§ Testo

*****

Cass. civ. n. 2862/2023
La fattispecie del dolo processuale revocatorio della parte è estensibile al cessionario del diritto controverso ove la sentenza sia stata determinata da una condotta dolosa, seppur materialmente riferibile al cedente, di cui il cessionario abbia oggettivamente beneficiato ai danni del debitore ceduto, al fine di alterare l'esito della decisione, poiché la funzione della revocazione non è quella di sanzionare la parte avvantaggiata in quanto autrice della condotta dolosa, ma è quella di impedire che la controparte subisca il danno derivante dal fatto oggettivo che al giudice è stato impedito di formarsi correttamente il proprio prudente convincimento. (Nella specie la S.C. ha cassato la sentenza impugnata che aveva ritenuto non configurabile il caso di revocazione di cui all'art. 395, n. 1, c.p.c. nei confronti del cessionario di un credito, nonostante questi si fosse giovato della condotta dolosa posta in essere dal creditore cedente, consistita nella falsificazione di una diffida con effetto interruttivo della prescrizione, al fine di conservare il diritto azionato, altrimenti prescritto).
Cass. civ. n. 20231/2022
Ai fini dell'annullamento del contratto per dolo, non è sufficiente una qualunque influenza psicologica sull'altro contraente, ma occorre la presenza di artifizi, raggiri o menzogne tali da determinare una falsa rappresentazione della realtà idonea ad ingenerare un errore essenziale in una persona di normale diligenza, il cui accertamento spetta al giudice del merito, il quale è tenuto a motivare specificamente in ordine alle concrete circostanze - la cui prova è a carico del "deceptor" - dalle quali desumere che l'altra parte già conosceva o poteva rendersi conto "ictu oculi" dell'inganno perpetrato nei suoi confronti. (Fattispecie relativa al comportamento decettivo del promotore finanziario che, approfittando della residenza all'estero del titolare del conto e della delega da questi rilasciata alla madre, rappresentava falsamente ad entrambi la correttezza delle operazioni e la pre-autorizzazione ricevuta, facendo quindi sottoscrivere alla delegata una serie di moduli di disinvestimento o bonifico impilati, così da distrarre il patrimonio dell'investitore).

*****

§ Voci fornite
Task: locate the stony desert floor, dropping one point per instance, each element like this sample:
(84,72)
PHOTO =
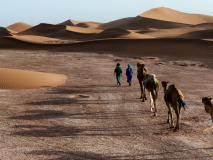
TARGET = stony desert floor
(90,117)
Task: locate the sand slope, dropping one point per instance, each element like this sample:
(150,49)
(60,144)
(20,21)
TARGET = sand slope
(4,32)
(170,33)
(19,27)
(69,23)
(34,38)
(140,23)
(205,25)
(204,34)
(22,79)
(88,24)
(43,29)
(83,30)
(182,48)
(167,14)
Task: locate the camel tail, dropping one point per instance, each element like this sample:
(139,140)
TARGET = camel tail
(181,102)
(156,90)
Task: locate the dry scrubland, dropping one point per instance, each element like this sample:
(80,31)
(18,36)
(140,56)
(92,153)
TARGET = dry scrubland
(59,99)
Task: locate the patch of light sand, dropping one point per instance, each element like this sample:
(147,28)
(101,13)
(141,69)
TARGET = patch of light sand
(22,79)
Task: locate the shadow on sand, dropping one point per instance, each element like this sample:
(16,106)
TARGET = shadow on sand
(181,154)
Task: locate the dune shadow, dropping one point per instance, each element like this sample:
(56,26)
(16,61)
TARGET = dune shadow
(52,114)
(61,155)
(63,131)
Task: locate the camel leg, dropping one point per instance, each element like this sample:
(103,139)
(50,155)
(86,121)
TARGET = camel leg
(155,105)
(141,89)
(144,92)
(151,102)
(144,95)
(171,115)
(178,118)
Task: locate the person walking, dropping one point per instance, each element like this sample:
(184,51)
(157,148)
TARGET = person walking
(129,72)
(118,71)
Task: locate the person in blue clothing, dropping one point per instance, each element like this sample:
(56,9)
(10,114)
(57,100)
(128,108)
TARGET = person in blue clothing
(118,71)
(129,72)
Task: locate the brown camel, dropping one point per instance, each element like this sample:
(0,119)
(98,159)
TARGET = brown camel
(142,71)
(208,106)
(152,86)
(173,98)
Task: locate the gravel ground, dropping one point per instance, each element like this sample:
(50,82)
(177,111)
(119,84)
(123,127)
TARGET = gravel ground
(90,117)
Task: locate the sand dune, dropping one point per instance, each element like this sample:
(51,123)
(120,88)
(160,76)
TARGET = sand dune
(34,39)
(70,35)
(19,27)
(204,34)
(111,33)
(43,29)
(22,79)
(140,23)
(80,24)
(204,25)
(69,23)
(88,24)
(170,33)
(182,48)
(4,32)
(83,30)
(167,14)
(13,43)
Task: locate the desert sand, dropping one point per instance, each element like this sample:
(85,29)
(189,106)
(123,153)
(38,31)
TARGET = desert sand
(59,98)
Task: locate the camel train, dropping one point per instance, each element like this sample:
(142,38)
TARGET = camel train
(173,97)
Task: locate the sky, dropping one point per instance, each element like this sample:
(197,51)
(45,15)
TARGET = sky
(34,12)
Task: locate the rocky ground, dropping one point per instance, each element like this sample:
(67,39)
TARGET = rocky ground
(90,117)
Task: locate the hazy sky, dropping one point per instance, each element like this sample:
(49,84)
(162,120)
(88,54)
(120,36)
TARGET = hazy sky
(56,11)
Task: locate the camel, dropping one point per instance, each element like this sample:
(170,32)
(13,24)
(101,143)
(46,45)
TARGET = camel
(142,71)
(152,86)
(174,99)
(208,106)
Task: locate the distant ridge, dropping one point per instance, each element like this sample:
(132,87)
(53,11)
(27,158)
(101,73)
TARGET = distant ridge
(4,32)
(43,29)
(19,27)
(69,23)
(167,14)
(140,23)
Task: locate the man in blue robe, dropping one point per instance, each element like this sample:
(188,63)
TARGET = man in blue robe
(129,72)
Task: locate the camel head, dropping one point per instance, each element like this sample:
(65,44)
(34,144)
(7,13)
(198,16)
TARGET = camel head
(139,65)
(142,68)
(164,85)
(207,104)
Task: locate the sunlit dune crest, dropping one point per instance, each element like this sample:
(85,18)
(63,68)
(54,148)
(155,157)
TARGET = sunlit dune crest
(19,27)
(171,15)
(22,79)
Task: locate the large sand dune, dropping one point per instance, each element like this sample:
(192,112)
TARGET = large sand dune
(69,23)
(19,27)
(167,14)
(140,23)
(203,34)
(170,33)
(22,79)
(4,32)
(182,48)
(43,29)
(88,24)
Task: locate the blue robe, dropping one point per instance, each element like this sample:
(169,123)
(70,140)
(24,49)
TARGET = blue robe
(129,72)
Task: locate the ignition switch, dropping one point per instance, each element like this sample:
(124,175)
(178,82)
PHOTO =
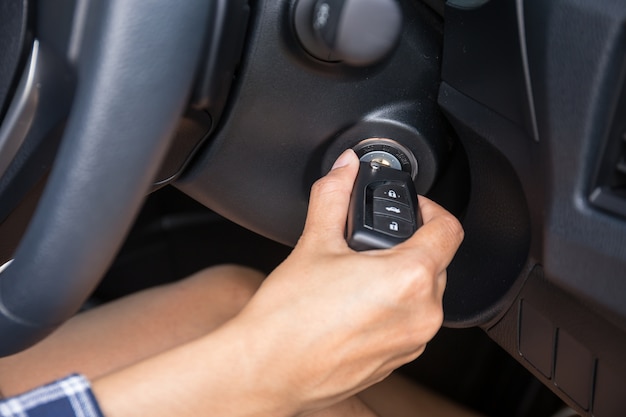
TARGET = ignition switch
(389,153)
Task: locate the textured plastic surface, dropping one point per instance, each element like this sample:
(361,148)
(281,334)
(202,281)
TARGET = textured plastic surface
(357,32)
(289,109)
(13,44)
(135,69)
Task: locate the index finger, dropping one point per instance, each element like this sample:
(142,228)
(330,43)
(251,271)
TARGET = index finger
(440,236)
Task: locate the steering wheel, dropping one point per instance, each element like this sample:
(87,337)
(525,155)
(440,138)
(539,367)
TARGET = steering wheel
(135,62)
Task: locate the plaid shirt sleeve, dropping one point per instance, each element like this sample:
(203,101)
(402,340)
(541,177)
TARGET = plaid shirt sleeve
(67,397)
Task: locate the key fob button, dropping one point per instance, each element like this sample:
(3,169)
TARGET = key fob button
(392,209)
(393,191)
(393,226)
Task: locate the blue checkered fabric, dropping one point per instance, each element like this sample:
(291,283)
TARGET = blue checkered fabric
(66,397)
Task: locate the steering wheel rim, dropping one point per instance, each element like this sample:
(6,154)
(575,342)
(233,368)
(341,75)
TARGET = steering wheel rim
(136,67)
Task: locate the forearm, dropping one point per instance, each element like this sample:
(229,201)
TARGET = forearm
(209,376)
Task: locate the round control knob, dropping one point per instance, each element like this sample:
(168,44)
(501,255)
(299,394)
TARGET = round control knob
(356,32)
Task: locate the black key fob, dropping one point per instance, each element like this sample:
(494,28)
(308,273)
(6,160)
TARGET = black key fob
(383,208)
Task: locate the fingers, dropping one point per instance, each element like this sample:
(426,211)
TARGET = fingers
(330,197)
(438,239)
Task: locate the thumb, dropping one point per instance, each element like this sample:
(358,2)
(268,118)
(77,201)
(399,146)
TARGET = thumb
(329,201)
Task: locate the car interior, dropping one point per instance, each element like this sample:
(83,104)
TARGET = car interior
(141,141)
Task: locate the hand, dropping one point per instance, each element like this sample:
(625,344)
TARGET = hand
(329,322)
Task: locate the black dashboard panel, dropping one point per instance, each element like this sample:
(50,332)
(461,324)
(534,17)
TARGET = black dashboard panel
(545,94)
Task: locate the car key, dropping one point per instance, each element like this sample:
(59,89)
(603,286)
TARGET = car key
(383,208)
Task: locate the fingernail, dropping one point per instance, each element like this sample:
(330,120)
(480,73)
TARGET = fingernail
(343,160)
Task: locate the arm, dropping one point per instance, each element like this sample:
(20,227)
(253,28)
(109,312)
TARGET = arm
(326,324)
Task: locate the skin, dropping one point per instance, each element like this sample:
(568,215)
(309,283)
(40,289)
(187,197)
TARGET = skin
(321,328)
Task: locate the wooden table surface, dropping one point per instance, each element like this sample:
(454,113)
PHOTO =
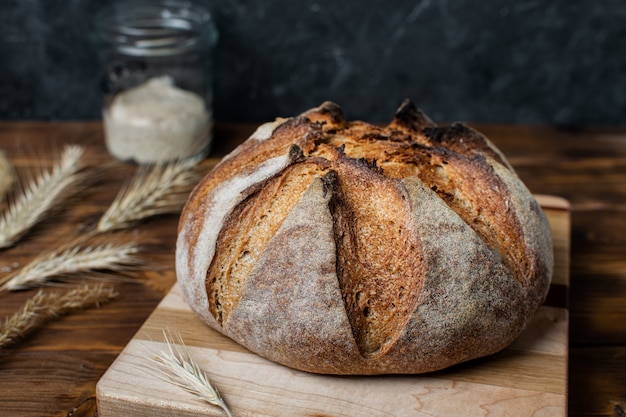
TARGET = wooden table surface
(54,371)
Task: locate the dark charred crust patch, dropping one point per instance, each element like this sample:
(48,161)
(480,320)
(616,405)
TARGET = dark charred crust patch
(409,116)
(462,139)
(329,182)
(295,154)
(332,110)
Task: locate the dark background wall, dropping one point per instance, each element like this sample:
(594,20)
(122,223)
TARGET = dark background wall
(527,61)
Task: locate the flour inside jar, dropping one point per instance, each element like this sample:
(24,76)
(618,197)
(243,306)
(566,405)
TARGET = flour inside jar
(157,122)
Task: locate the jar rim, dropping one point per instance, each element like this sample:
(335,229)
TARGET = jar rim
(155,28)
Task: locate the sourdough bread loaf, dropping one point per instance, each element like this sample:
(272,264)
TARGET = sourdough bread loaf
(348,248)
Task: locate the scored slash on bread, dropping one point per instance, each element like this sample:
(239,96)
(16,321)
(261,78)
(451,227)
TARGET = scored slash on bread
(348,248)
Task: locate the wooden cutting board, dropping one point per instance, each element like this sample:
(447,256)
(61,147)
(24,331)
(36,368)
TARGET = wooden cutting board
(529,378)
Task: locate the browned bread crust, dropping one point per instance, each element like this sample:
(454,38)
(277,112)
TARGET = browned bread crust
(348,248)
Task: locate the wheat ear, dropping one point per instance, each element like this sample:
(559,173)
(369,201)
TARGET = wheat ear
(155,190)
(44,306)
(39,196)
(72,260)
(182,370)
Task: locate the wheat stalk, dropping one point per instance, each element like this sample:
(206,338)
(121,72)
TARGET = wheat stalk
(182,370)
(160,189)
(7,175)
(44,306)
(71,260)
(38,197)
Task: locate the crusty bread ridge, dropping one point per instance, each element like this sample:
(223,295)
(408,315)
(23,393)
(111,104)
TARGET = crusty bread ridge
(347,248)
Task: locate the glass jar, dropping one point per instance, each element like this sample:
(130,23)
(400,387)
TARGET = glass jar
(158,79)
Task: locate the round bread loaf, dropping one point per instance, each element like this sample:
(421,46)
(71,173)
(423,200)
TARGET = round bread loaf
(349,248)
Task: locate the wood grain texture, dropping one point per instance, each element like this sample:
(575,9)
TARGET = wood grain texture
(54,372)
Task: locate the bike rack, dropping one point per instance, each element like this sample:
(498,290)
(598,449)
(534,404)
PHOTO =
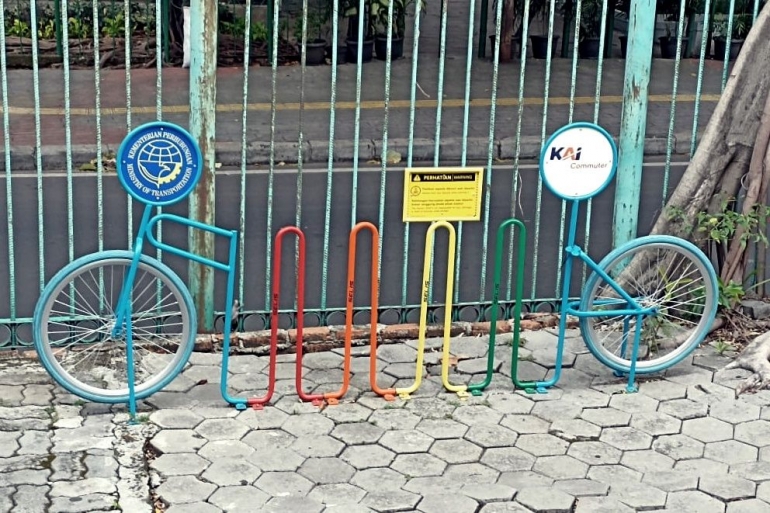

*****

§ Lavoro richiesto
A: Nel caso deciso con la sentenza n. 2862/2023 citata nel testo, in che cosa consisteva la condotta dolosa del creditore cedente?
B: Riporta ogni riga dell'elenco in cui compare la parola "table".

§ Risultati
A: Nella falsificazione di una diffida con effetto interruttivo della prescrizione.

B:
Task: locate the wooden table surface, dropping one point per instance, each element like this sample:
TARGET = wooden table surface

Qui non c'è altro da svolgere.